Instructions for the task:
Pick out all lines of the entries that include the word "striped" and copy them.

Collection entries

....................

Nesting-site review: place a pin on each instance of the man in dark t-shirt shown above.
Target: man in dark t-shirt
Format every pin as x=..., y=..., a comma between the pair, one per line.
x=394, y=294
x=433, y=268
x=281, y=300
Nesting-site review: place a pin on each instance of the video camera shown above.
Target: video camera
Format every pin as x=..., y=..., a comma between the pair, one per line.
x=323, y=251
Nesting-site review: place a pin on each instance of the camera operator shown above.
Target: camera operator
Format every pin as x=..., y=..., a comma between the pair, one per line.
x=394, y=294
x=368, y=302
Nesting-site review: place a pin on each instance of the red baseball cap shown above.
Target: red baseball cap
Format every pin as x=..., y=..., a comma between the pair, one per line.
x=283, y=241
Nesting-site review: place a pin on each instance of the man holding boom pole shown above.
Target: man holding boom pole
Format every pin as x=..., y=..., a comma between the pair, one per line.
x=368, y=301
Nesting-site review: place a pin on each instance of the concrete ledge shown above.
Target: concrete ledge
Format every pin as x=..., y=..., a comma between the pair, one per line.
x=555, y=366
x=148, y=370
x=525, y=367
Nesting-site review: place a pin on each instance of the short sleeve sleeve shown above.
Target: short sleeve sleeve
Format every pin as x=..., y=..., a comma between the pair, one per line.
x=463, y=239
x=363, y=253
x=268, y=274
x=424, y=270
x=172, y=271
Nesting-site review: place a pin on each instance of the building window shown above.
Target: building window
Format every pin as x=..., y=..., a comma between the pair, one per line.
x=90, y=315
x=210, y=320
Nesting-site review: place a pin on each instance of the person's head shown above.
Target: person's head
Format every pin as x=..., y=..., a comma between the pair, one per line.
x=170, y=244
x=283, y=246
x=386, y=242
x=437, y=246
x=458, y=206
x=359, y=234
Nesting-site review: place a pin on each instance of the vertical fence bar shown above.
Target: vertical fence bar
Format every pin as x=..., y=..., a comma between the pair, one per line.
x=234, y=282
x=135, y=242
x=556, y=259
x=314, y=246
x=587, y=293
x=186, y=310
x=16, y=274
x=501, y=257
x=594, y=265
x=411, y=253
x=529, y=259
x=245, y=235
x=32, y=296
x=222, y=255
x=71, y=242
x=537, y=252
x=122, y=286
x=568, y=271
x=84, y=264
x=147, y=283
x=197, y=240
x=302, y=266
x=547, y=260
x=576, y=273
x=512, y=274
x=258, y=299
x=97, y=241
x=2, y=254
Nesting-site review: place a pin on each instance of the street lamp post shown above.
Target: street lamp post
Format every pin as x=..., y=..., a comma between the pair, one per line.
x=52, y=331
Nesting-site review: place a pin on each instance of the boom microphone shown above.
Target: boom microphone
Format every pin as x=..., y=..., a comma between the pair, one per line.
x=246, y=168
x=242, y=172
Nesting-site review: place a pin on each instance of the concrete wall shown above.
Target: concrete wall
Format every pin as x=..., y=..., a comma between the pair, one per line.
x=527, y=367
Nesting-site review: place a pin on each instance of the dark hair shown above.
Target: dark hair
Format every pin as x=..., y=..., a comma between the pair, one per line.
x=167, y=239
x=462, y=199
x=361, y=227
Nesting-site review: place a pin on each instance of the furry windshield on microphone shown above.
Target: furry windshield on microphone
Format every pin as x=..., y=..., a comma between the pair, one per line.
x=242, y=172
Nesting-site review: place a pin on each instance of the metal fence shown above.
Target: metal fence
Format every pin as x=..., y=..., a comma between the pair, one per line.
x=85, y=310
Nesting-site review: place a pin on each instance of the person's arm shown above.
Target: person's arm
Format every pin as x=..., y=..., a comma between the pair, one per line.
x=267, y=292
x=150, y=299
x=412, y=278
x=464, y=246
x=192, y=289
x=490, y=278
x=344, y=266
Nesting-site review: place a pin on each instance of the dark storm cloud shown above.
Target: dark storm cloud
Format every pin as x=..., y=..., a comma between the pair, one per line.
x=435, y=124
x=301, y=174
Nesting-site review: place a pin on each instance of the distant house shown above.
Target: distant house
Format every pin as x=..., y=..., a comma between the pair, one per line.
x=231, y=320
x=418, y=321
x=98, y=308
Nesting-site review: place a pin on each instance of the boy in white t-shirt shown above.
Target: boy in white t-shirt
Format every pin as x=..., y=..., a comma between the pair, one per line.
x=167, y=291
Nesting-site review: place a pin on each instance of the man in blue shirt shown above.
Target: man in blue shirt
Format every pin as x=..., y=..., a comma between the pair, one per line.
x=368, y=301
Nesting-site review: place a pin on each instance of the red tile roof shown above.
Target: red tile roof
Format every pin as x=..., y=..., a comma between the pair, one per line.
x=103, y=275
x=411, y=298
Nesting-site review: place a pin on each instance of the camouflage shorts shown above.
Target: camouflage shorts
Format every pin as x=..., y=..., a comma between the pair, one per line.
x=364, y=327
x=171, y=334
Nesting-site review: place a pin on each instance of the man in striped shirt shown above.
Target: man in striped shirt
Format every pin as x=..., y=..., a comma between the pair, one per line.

....................

Solution to the problem:
Nesting-site review: place a pin on each instance of the man in striped shirt shown above.
Target: man in striped shirt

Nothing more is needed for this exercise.